---- SUPPLIED TEXT
“I make thin mixtures of pale colour which I pour onto a painting. I then tilt the picture in a certain direction or blow the paint with a hairdryer. This creates a veil of flooding or bursting light which can curdle or erase the objects it encounters.”
Susie Hamilton is an artist who works from her studio in Stepney, East London. She is known for making paintings, drawings and monotypes which often focus on the human figure in a wilderness. Hamilton also frequently works with Hospital Rooms, who an arts mental health charity, painting large murals in mental health units to bring an experience of art into these challenging spaces.
She’s used Winsor & Newton Professional Acrylic for many years, combined with inventive techniques to achieve her unique style.
Left: Moonlit Beach, stage 1, acrylic on paper, 30x30 cm, 2022
Right: Berck-Plage, stage 1, acrylic on paper, 30x30 cm, 2022
I’ve used acrylic since I became an artist in 1993. I was advised to use it by a tutor at art school and I subsequently discovered that its fluidity and translucency suit my exploration of subjects, ideas and emotions. Much of my work is concerned with bright light which eats into contours and alters things in its path. To depict this, I make thin mixtures of pale colour which I pour onto a painting. I then tilt the picture in a certain direction or blow the paint with a hairdryer. This creates a veil of flooding or bursting light which can curdle or erase the objects it encounters. This effect appeals to me since, more generally, I like establishing structure which I then demolish, cancelling boundaries and disfiguring figures with pools of paint. I like working like this in layers and the quick-drying quality of acrylic, used on its own without needing the addition of a medium, means that I can work without delay.
Left: Berck Plage, acrylic on paper, 30x30 cm, 2022
Right: Moonlit Beach, acrylic on paper, 30x30 cm, 2022
This technique is evident in my 1999 paintings of spectral figures floated on black backgrounds. They are like X-rays, made of translucent ‘films’ of white acrylic which suggest a body physically changing or, as X-rays of emotion, an outburst of unconfined feelings. They were shown in St Giles Cripplegate Church in London and in such a context they suggested either bodies in decay or resurrected spirits. Either way they depict figures undergoing radical metamorphosis and they made me increasingly aware of a collaboration between flowing acrylic and my desire to paint metamorphosis in landscapes and in people.
--------
---- SUPPLIED MATERIAL
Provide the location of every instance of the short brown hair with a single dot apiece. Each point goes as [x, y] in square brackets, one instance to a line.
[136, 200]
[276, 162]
--------
> [WORK TO BE COMPLETED] In the text about the artist Susie Hamilton, where were her 1999 paintings of spectral figures on black backgrounds shown?

> [TASK SOLUTION] In St Giles Cripplegate Church in London.